◆ OBJECTIFS
a) Répondez aux questions suivantes à partir du commentaire sur le renoncement à soi-même.
(i) Selon ce commentaire, que signifie l'expression juive traduite par « détester » ?
(ii) Quel psaume est cité pour l'expression « bien compter (ses) jours » ?
(iii) À qui est attribuée la phrase « Donner, c'est posséder vraiment » ?
b) Traduisez en anglais cette phrase du commentaire sur le renoncement à soi-même : « Celui qui essaie de se sauver lui-même, qui cherche tellement à préserver sa vie qu’il en garde jalousement les grains dans un bocal fermé restera seul, stérile. »
c) Poursuivez le commentaire sur le renoncement à soi-même après la citation de Spurgeon qui le termine.

◆ EXTRAIT DU TEXTE
_____

26 Si quelqu'un veut me servir, qu'il me suive, et là où moi, je
suis, là aussi sera mon serviteur. Si quelqu'un veut me servir, c'est le Père
qui l'honorera.
La destinée de Jésus
dessine celle de tous les chrétiens
Jésus
exprime ici cette loi du renoncement à soi-même qui est au cœur de son
enseignement, mais souvent mal comprise : à cause de certaines
traductions qui disent : « celui qui déteste sa vie », on
a cru que Jésus demandait de ne pas aimer la vie, voire de s’infliger des
privations pour mériter le salut, ce qui est une dérive dangereuse.
En
réalité, ce qu’on traduit par « détester » ici est une expression
juive qui signifie « aimer moins ou plus » : Jésus dit en fait que
celui qui aime trop sa vie dans ce monde va la perdre, au final.
« 34 Si quelqu'un veut me suivre, qu'il
se renie lui-même, qu'il se charge de sa croix et qu'il me suive. 35 Car
quiconque voudra sauver sa vie la perdra, mais quiconque perdra sa vie à cause
de moi et de la bonne nouvelle la sauvera.
36 Et à quoi sert-il à un être humain de gagner
le monde entier, s'il perd sa vie ? »
Marc 8.34-36
Le
disciple de Jésus ne doit pas « détester » sa vie mais l’estimer à
sa juste valeur, « bien compter (ses) jours », comme dit le
Psaume 90. Ne pas perdre de vue que la vie dans ce monde est passagère et
transitoire et la vivre dans la perspective de la vie éternelle :
voilà qui aide à faire des choix qui ont du sens, voilà ce qui donne leur juste
valeur à nos jours et peut nous aider à en faire quelque chose de fécond
pour les autres.
Celui
qui essaie de se sauver lui-même, qui cherche tellement à préserver sa vie qu’il
en garde jalousement les grains dans un bocal fermé restera seul, stérile.
L’art de vivre, c’est
l’art de donner
En
revanche, celui qui investit sur les valeurs du Royaume de Dieu verra sa vie
se multiplier en plus de vie, car il travaille dans le sens du Dieu de la
vie.
Et
le premier investissement, dont Jésus donne l’exemple ici, c’est d’aimer, ce
qui signifie se donner aux autres.
Voici comment nous savons ce qu'est l'amour :
Jésus Christ a donné sa vie pour nous. Nous aussi, nous devons donner notre vie
pour nos frères et nos sœurs.
1 Jean 3.16
Donner
est ainsi placé au centre de notre vie, ce qui permet d’affirmer que l’art
de vivre, selon Jésus, c’est l’art de donner. De se donner, de donner son
temps.
A
la question : que vais-je faire de tous ces grains de temps que Dieu
m’accorde ? – Jésus répond : donne-les. Sème-les. Parce que…
« Donner, c’est posséder
vraiment », disait Spurgeon.

_____

◆ LIGNES ENREGISTRÉES
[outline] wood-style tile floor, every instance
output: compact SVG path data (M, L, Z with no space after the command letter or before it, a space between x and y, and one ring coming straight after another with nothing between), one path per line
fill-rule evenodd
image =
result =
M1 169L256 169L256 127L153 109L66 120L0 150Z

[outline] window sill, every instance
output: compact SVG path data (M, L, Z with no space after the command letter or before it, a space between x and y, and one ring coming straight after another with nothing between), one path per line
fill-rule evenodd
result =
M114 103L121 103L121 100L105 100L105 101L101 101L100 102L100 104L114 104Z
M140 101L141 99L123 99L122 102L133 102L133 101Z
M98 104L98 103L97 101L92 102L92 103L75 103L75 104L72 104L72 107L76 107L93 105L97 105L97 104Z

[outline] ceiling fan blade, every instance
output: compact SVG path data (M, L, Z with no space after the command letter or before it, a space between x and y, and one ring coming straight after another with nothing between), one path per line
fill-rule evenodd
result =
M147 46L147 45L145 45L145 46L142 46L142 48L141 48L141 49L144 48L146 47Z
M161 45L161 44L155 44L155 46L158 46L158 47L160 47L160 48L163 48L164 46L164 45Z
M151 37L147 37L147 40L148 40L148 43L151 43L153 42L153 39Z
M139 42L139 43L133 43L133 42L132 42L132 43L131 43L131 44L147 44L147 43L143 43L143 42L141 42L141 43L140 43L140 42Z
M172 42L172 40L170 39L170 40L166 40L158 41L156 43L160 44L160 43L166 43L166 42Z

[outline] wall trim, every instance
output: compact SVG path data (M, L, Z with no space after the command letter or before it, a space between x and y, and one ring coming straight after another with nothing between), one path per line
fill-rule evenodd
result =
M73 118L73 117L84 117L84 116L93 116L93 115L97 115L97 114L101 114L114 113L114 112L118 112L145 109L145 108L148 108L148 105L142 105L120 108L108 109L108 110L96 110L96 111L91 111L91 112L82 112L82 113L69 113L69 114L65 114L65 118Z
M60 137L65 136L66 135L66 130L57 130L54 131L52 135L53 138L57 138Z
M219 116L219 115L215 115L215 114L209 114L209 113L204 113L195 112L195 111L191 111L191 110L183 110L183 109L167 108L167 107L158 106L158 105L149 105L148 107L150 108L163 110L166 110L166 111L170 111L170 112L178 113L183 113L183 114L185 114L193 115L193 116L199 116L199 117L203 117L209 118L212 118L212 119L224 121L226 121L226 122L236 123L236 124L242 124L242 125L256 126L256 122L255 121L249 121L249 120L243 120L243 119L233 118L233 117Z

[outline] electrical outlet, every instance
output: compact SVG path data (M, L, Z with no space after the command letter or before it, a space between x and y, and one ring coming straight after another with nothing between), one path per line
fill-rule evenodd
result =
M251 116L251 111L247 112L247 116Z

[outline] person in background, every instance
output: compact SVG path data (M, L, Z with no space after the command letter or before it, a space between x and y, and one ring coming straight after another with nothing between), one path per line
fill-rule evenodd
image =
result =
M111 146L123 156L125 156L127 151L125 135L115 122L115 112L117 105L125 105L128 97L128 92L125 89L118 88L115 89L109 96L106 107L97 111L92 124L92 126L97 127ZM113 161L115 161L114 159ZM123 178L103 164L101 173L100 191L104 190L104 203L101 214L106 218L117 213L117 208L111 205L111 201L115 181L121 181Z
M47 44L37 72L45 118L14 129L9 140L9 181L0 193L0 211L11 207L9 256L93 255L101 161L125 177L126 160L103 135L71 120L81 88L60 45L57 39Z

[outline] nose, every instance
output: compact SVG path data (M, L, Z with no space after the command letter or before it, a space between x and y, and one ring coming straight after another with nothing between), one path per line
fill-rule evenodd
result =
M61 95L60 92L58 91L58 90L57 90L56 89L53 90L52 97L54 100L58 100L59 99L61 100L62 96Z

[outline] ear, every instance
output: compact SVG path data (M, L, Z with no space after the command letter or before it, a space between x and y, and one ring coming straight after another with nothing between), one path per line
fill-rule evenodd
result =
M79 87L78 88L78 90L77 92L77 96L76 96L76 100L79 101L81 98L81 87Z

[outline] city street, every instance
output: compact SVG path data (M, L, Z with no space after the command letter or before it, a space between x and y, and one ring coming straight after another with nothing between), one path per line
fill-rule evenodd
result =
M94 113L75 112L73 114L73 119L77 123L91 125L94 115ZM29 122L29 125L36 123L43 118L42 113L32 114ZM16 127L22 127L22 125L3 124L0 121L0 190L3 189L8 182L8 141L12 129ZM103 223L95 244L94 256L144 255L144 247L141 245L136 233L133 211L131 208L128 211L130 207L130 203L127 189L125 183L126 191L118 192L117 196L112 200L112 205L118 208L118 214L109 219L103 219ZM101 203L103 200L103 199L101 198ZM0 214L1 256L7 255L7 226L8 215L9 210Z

_____

◆ RÉSULTATS OBTENUS
a)
(i) Elle signifie « aimer moins ou plus ».
(ii) Le Psaume 90.
(iii) À Spurgeon.

b) Whoever tries to save himself, who seeks so hard to preserve his life that he jealously keeps its grains in a closed jar, will remain alone and barren.

c)
Ann
Voskamp quant à elle écrit : « l’amour de Dieu donne constamment, se
brise toujours et se donne – pour offrir de la joie ». Dieu se glorifie en
donnant – « en donnant ce dont nous avons le plus besoin ». Et il
nous invite à entrer dans ce mouvement de don. Bien vivre, bien mettre à
profit les grains de vie qui nous dont donnés, c’est donc les planter, les
offrir plutôt que d’essayer de les retenir.
Le
meilleur profit que nous puissions tirer de nos jours est de les placer sous le
signe du don.
Voilà
la vie qui plaît à Dieu, une vie qui porte du fruit :
« C'est partager ton pain avec celui qui a faim, c'est ouvrir
ta maison aux pauvres et aux déracinés, c'est fournir un vêtement à celui qui
n'en a pas, c'est ne pas te détourner de celui qui est ton frère.… si tu partages
ton pain avec celui qui a faim, si tu réponds aux besoins du malheureux, alors
la lumière chassera l'obscurité où tu vis. Au lieu de vivre dans la nuit, tu
seras comme en plein midi.
Le Seigneur restera ton guide ; même en plein désert, il te rassasiera
et te rendra des forces. Tu seras comme un jardin bien arrosé, comme une
fontaine abondante dont l'eau ne tarit pas » (Esaïe 58.6-11)
Semer nos vies : il y a quelques semaines, Fréderic
Hubault a évoqué ces grandes figures de la foi dont la vie est encore source
de vie pour le monde longtemps après leur mort : Mère Térésa, MLK…
Mais
chacun de nous, très modestement, peut donner sa vie pour la moisson de Dieu.
On ne parle pas ici simplement
de l’engagement dans les services de l’Église, ou pour de grandes
causes mais de notre vie entière, dans ce qu’elle a de quotidien, de banal.
C’est là où nous sommes déjà –
notre famille, notre réseau, notre travail – que nous sommes appelés à vivre le
don de nous-mêmes, selon la jolie formule d’Ann Voskamp :
Deviens le cadeau dont le monde a besoin.
De
quoi ceux
qui m’entourent ont-ils besoin ? Et qu’est-ce que Dieu m’a confié, pour que je
le partage avec eux – du temps, de l’argent, une présence, des choses que
je sais faire… ?
Finalement,
que signifie concrètement : donner nos vies, semer nos jours ? Le
réponse est dans l’exemple de Jésus. A nous de le méditer, de le laisser nous
inspirer…
Cet
exemple de Jésus nous montre en tout cas que le don de soi, qui est l’amour,
est toujours risqué, et qu’il nous faut assumer ce risque: si Jésus,
dont l’amour était parfait, a été rejeté, cela nous arrivera aussi. Nous
ouvrirons notre cœur à des gens qui en profiteront pour nous blesser profondément ou
mépriserons ce que nous aurons offert ; nous courrons le risque de ne plus
avoir assez pour nous-mêmes, de ne pas avoir de retour…
Mais
dans ces efforts pour « semer nos vies », une double promesse nous
est faite :
26 Si quelqu'un veut me servir, qu'il me suive, et là où moi, je
suis, là aussi sera mon serviteur. Si quelqu'un veut me servir, c'est le Père
qui l'honorera.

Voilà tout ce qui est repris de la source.